# Description of the task
Write every entry out again, exactly as given.

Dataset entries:

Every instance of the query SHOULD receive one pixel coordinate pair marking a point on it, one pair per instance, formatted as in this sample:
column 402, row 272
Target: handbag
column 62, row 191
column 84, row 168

# Your solution
Every instance of the query SHOULD receive one pixel coordinate pair marking a point on it, one pair per instance, formatted as in this sample:
column 402, row 272
Target: handbag
column 62, row 191
column 84, row 168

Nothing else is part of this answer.